• _Data to use_:

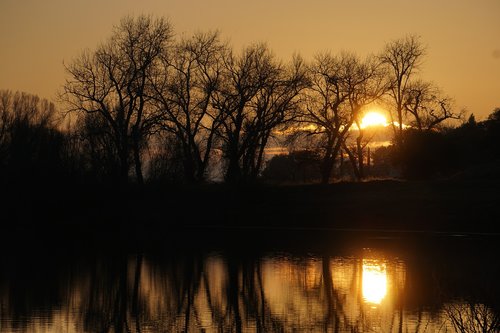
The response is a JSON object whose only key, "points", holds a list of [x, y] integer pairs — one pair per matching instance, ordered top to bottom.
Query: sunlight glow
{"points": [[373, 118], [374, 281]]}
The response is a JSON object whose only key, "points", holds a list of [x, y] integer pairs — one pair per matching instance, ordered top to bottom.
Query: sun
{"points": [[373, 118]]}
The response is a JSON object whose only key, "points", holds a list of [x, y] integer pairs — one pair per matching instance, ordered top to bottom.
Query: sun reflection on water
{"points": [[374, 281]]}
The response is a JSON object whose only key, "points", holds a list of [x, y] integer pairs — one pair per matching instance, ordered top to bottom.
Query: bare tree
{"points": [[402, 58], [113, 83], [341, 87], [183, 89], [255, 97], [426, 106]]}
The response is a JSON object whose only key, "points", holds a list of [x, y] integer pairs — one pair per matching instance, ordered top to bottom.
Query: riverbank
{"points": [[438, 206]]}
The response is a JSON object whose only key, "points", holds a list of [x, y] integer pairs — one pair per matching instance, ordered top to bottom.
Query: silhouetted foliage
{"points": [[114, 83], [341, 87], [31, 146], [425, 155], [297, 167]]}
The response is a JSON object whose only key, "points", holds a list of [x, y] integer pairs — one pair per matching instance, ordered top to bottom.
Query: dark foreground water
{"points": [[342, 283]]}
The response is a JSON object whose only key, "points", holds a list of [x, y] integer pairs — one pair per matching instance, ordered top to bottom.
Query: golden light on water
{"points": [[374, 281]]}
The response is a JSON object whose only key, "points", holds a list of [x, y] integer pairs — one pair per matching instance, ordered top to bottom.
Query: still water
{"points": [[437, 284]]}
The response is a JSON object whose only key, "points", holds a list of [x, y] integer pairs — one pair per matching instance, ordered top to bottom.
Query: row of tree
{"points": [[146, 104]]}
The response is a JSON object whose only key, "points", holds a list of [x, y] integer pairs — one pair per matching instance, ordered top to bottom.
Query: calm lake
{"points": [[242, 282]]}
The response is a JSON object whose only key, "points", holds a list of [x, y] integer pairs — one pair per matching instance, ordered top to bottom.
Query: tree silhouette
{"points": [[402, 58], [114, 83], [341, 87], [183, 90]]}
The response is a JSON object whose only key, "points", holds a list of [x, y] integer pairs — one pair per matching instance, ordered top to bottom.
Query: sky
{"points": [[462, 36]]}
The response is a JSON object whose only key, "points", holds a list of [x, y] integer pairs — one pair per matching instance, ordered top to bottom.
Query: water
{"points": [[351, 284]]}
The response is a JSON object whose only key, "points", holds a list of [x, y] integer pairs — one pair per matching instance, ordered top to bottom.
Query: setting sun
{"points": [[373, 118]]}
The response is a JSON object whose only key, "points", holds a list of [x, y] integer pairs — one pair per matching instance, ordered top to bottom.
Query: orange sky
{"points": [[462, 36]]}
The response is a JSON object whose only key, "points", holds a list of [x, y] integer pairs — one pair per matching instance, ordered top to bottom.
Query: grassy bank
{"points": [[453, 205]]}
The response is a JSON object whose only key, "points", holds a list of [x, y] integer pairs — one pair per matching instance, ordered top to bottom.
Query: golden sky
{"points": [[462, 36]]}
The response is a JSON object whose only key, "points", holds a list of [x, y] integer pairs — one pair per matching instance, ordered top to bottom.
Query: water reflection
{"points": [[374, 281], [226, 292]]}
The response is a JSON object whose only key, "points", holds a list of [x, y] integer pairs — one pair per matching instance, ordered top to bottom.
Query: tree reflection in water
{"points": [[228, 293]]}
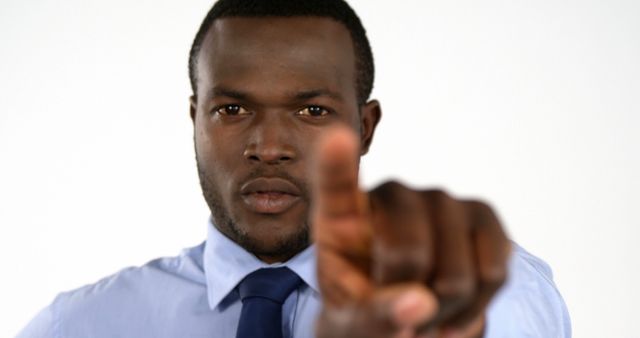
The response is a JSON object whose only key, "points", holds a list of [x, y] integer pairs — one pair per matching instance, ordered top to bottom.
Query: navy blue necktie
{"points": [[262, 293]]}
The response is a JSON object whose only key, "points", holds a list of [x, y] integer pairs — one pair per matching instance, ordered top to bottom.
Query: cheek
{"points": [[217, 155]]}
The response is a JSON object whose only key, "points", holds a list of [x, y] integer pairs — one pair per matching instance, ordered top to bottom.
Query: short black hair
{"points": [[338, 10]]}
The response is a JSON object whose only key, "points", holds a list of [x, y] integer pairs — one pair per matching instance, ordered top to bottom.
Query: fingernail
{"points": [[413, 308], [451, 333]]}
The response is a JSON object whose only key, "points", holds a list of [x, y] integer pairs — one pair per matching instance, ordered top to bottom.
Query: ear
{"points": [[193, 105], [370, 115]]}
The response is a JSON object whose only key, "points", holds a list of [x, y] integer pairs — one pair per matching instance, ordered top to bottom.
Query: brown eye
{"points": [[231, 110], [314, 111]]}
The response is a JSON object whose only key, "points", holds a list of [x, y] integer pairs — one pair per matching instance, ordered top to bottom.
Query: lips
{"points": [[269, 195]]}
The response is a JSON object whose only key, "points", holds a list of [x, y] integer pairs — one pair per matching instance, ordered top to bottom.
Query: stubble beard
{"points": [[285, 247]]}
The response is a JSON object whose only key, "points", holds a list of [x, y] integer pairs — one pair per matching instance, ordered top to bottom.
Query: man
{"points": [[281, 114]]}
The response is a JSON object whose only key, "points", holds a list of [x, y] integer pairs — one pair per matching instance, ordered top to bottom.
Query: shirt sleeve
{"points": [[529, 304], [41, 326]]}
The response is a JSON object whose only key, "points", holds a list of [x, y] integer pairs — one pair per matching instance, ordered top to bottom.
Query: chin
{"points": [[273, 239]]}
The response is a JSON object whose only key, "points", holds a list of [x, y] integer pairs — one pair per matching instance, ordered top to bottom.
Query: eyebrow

• _Action item_: Your reply should be the full data above, copied exactly, with no pictures in it.

• _Response below_:
The response is a JSON object whose only key, "points", holds a list of [x, y] integer pairs — one pair per matching instance, ordered top to bottom.
Query: sunlight glow
{"points": [[373, 118], [374, 281]]}
The response is a JSON object whose only key, "points", holds a list of [x, y] integer pairs — one pair per matching instance, ordered top to bottom.
Query: sun
{"points": [[373, 118]]}
The response is a JSON object whose only key, "points", holds a list of [x, y] integer pairs — one pair per matching instance, ordered top to bottom.
Query: sun reflection on water
{"points": [[374, 281]]}
The response is a JSON object whose only key, "points", holds a list of [x, y] integer pairs — one pair per matching instance, ordered top to bottom.
Query: bare tree
{"points": [[402, 58], [113, 83], [341, 87], [183, 89], [255, 97], [426, 106]]}
The response is a JSON object whose only key, "points", holds a list of [x, y] integer pairs — one pair per matching instance, ordered top to bottom.
Query: riverbank
{"points": [[438, 206]]}
The response is a JSON object whose only key, "points", holds a list of [x, y] integer pairs — one pair per matching instance, ordered top to bottom.
Query: silhouetted foliage
{"points": [[114, 83], [341, 87], [31, 146], [425, 155], [297, 167]]}
The response is a JSON object whose only key, "points", holds a list of [x, y] integer pairs — one pair per matching instance, ordered top to bottom.
Query: dark foreground water
{"points": [[342, 283]]}
The response is a JSON object whose only key, "points", holds a list of [x, y] integer pairs — one pair per matching instance, ordered top to bottom.
Query: golden light on water
{"points": [[374, 281]]}
The response is a JSON object whose only key, "points", holds a list of [x, y] integer pairs — one pair per matching instance, ordered top to bottom.
Query: still water
{"points": [[437, 284]]}
The response is a JSON object whose only key, "points", holds a list of [x, y] integer pairs — one pair per matching instance, ordered top to bottom.
Query: row of tree
{"points": [[146, 104]]}
The response is a JSON object whose only key, "points", holds a list of [x, y] integer pairs — one pair per matching instance, ordered top to bottom.
Query: calm lake
{"points": [[242, 282]]}
The response is a JSON object whose only key, "points", holds a list of [x, y] integer pairs — one pair per matching instance, ordered top to bottom.
Query: tree silhouette
{"points": [[402, 58], [114, 83], [341, 87], [183, 90]]}
The response is a JSON object whose only key, "points", holds a list of [x, y] integer pairs — one pair per matching instance, ordered top to bottom.
Query: sky
{"points": [[462, 36]]}
The response is a JSON object whose only key, "points", holds a list of [x, y] integer pairs — one pair per matching instance, ordered top to bottom.
Query: water
{"points": [[351, 284]]}
The response is a JSON object whose only key, "points", holds a list of [x, y] integer pairs — one pair per matching instance, ordered top to bottom.
Query: setting sun
{"points": [[373, 118]]}
The response is a JSON object whose only key, "points", holds a list of [x, y] integer pairs — one pair per matching instance, ordered top to bottom.
Query: orange sky
{"points": [[462, 36]]}
The response is a JSON object whose only key, "points", holds a list of [x, y] integer pairs — one pair per matching instance, ordered top to bottom.
Query: grassy bank
{"points": [[453, 205]]}
The response is a JSON object whose only key, "points", holds a list of [x, y] integer pairs — one pair per matching instance, ordered top to bottom.
Query: golden sky
{"points": [[462, 36]]}
The response is a JSON object whose only key, "points", holds a list of [x, y] integer pairs — one pair per matching instance, ordered top to bottom.
Query: water reflection
{"points": [[374, 281], [226, 292]]}
The response is a JSON object whose only key, "points", holds a list of [x, y] integer pairs — one pair per matching instance, ordered top to bottom.
Query: tree reflection in water
{"points": [[228, 293]]}
The response is a JSON object whose only key, "points", holds a list of [x, y] integer pairs — one pair per matching instance, ordered top to bottom.
Query: navy blue necktie
{"points": [[262, 293]]}
The response is a JSON object whose only key, "points", holds a list of [x, y] integer pairs — one pair per matching instance, ordered top to bottom.
Query: cheek
{"points": [[217, 155]]}
The response is a JSON object whose only key, "points", holds a list of [x, y] integer pairs — one pair per matching instance, ordered top to bottom.
Query: short black hair
{"points": [[338, 10]]}
The response is a JSON object whose only key, "points", holds a list of [x, y] integer pairs — one pair per matching instance, ordered top to bottom.
Query: fingernail
{"points": [[413, 308], [451, 333]]}
The response is a JSON object whose only key, "points", holds a list of [x, y] integer pairs — one pair per matching instance, ordered top to bottom.
Query: ear
{"points": [[193, 105], [370, 115]]}
The response is a JSON object whose only key, "points", holds a list of [x, y] integer pairs — one pair per matching instance, ordered top to bottom.
Query: brown eye
{"points": [[231, 110], [314, 111]]}
The response is a JSON object whose only key, "points", holds a list of [x, y] integer pairs — one pair per matching instance, ordered top to bottom.
Query: lips
{"points": [[269, 195]]}
The response is a JSON object whose only key, "points", holds a list of [x, y] integer pairs — one pair per matching instance, ordered top to bottom.
Query: stubble beard
{"points": [[285, 247]]}
The response is a JSON object whose only key, "points", holds a list of [x, y] integer pairs — one pair per matching instance, ordered top to bottom.
Query: man
{"points": [[281, 114]]}
The response is a JSON object whose only key, "points", holds a list of [x, y] integer pairs — one pair per matching instance, ordered top to bottom.
Query: shirt sleeve
{"points": [[529, 304], [41, 326]]}
The response is a JSON object whose only key, "points", holds a list of [x, y] integer pairs — one pair per matching instance, ordered top to bottom.
Query: chin
{"points": [[273, 239]]}
The response is a JSON object whose only key, "points", holds a list of [x, y] integer pairs — one pair per matching instance, ordered top to bottom.
Query: eyebrow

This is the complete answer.